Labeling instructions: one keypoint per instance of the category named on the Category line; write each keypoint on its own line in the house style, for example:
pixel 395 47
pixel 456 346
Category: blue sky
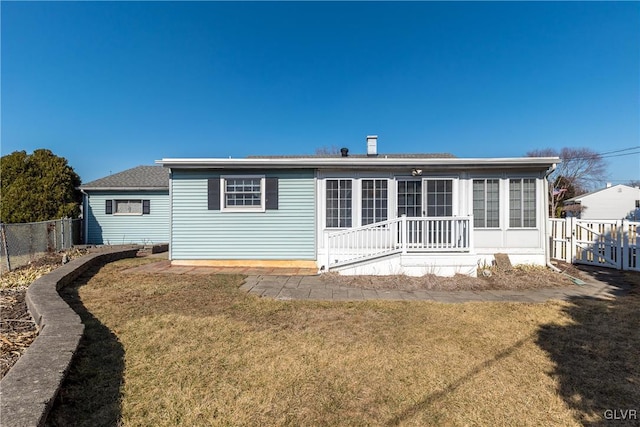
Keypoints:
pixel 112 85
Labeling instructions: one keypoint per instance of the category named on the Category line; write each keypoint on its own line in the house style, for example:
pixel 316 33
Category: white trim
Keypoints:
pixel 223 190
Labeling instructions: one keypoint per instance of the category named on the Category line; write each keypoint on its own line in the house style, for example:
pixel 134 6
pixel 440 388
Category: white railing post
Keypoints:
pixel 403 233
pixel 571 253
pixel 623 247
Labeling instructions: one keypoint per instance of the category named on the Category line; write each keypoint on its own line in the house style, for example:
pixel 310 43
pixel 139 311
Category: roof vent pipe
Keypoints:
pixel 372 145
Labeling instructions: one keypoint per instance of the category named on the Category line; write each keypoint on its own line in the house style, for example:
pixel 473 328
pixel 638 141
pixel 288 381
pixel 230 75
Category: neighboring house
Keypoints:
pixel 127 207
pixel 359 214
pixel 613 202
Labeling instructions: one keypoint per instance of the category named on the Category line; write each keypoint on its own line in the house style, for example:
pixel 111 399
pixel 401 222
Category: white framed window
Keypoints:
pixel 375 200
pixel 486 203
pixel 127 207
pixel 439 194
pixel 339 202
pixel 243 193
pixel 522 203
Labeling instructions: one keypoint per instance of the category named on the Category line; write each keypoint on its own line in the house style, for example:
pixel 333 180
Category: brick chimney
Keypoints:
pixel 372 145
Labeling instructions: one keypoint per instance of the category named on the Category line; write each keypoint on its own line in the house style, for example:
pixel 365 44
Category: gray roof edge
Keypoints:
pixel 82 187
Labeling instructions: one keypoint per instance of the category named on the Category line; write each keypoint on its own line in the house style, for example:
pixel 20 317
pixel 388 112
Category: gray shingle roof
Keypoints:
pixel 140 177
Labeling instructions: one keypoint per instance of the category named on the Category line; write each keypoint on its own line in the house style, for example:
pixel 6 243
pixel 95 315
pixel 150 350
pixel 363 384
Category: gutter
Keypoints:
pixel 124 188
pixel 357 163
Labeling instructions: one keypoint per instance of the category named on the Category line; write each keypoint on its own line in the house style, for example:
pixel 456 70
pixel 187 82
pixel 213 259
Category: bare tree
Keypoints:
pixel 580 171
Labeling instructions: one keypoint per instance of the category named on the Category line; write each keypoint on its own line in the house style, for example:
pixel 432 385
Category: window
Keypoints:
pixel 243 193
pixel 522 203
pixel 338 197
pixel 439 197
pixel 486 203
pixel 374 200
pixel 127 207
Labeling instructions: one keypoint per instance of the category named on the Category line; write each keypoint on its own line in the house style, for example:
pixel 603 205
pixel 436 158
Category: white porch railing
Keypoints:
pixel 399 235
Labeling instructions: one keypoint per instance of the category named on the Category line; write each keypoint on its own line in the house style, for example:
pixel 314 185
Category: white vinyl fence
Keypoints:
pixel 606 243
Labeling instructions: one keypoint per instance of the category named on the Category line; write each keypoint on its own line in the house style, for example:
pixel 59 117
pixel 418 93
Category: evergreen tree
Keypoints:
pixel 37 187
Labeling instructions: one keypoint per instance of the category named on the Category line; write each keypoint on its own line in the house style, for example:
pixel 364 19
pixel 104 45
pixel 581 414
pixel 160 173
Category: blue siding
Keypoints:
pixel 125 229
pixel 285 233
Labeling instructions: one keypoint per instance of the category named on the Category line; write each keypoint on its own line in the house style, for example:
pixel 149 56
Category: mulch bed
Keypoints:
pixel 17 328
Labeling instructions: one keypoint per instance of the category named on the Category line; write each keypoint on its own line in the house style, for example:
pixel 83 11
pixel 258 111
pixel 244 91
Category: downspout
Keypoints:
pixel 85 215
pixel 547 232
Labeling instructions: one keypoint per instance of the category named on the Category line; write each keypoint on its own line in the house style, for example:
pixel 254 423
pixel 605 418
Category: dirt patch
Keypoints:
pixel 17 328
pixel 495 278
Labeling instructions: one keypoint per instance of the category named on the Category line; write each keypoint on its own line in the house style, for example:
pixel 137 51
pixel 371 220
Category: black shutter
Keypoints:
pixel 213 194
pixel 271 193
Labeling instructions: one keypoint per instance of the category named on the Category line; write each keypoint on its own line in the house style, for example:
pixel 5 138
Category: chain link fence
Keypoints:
########################################
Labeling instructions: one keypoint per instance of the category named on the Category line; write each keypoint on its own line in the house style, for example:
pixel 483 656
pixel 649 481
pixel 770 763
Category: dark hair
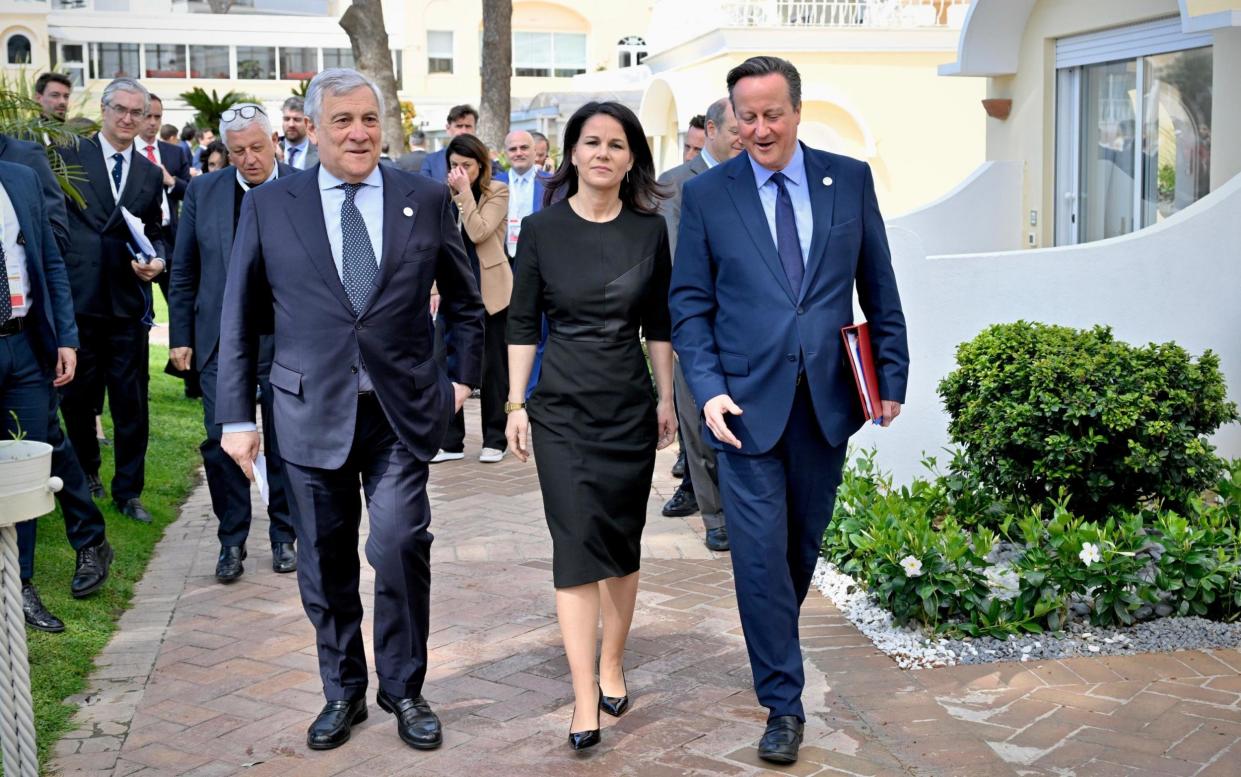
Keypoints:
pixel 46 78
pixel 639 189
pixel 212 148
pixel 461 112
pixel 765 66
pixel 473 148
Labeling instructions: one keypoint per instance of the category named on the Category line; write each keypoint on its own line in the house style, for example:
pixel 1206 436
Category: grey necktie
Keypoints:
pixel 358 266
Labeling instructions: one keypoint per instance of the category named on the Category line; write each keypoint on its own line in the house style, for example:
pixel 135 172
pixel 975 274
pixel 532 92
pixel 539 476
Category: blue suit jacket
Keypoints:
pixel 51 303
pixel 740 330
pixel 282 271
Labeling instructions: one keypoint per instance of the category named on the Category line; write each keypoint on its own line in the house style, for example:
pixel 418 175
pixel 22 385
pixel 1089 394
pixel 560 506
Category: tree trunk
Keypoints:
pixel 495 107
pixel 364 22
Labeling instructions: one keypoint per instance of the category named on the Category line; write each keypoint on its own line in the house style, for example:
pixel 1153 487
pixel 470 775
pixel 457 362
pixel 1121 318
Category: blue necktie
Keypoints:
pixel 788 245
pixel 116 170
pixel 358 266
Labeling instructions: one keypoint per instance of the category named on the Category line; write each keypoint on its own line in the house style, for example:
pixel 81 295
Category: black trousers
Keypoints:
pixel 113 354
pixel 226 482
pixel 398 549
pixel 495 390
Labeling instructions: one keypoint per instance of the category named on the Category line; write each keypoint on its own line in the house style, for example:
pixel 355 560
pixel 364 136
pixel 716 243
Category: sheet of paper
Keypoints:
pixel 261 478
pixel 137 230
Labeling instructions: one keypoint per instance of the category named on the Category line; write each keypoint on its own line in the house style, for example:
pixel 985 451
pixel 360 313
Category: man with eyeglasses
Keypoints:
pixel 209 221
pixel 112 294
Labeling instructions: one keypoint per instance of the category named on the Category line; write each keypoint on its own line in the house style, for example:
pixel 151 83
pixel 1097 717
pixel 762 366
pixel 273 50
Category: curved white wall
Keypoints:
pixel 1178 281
########################################
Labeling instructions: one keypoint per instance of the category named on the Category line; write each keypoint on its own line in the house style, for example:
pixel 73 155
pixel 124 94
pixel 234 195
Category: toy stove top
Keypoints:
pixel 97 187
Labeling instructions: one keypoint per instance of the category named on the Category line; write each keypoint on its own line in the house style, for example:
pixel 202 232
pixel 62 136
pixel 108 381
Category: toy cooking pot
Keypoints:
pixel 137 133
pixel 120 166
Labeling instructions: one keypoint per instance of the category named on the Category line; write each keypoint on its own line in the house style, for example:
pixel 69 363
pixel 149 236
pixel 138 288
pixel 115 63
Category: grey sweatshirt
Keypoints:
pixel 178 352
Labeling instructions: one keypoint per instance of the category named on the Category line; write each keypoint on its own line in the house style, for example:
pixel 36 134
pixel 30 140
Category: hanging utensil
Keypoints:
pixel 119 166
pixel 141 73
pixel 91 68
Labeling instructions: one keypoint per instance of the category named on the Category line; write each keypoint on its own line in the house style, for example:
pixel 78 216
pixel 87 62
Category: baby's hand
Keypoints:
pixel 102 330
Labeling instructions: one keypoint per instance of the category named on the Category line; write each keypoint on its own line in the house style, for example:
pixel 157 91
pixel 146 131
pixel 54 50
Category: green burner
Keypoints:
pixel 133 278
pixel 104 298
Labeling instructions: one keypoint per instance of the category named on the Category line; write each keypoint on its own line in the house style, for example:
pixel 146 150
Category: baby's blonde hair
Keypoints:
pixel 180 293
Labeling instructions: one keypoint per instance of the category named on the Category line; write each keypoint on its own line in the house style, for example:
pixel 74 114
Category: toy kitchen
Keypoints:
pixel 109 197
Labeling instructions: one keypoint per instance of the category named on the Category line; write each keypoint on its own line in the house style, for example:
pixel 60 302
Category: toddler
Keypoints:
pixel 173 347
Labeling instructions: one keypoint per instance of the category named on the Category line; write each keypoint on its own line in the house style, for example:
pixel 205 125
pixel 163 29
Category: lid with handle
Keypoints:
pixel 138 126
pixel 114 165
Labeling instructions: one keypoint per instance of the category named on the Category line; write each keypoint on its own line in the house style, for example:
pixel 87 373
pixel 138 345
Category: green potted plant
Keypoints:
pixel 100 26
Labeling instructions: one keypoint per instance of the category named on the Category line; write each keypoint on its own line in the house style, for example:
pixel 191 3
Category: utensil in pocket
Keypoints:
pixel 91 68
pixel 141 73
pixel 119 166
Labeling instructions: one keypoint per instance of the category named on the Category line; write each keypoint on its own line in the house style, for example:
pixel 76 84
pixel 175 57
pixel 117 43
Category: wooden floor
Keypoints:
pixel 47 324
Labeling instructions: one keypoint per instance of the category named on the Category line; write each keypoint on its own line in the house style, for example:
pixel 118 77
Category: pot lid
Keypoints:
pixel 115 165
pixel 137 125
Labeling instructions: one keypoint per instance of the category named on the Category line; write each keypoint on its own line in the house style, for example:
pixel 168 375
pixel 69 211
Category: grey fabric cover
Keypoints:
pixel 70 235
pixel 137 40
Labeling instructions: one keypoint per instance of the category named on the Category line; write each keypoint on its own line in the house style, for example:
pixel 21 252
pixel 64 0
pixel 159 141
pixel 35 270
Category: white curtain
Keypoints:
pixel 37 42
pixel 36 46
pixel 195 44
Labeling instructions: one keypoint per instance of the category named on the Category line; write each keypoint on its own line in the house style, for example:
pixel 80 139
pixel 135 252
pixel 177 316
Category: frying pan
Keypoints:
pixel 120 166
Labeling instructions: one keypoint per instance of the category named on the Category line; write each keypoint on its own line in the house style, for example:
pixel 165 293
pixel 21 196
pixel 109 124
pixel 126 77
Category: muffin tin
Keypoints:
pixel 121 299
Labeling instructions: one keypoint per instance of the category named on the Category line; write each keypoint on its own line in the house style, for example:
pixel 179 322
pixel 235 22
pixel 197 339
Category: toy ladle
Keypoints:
########################################
How many lines in the items above contain the string "baby"? Reply with the number alone.

# [The answer]
2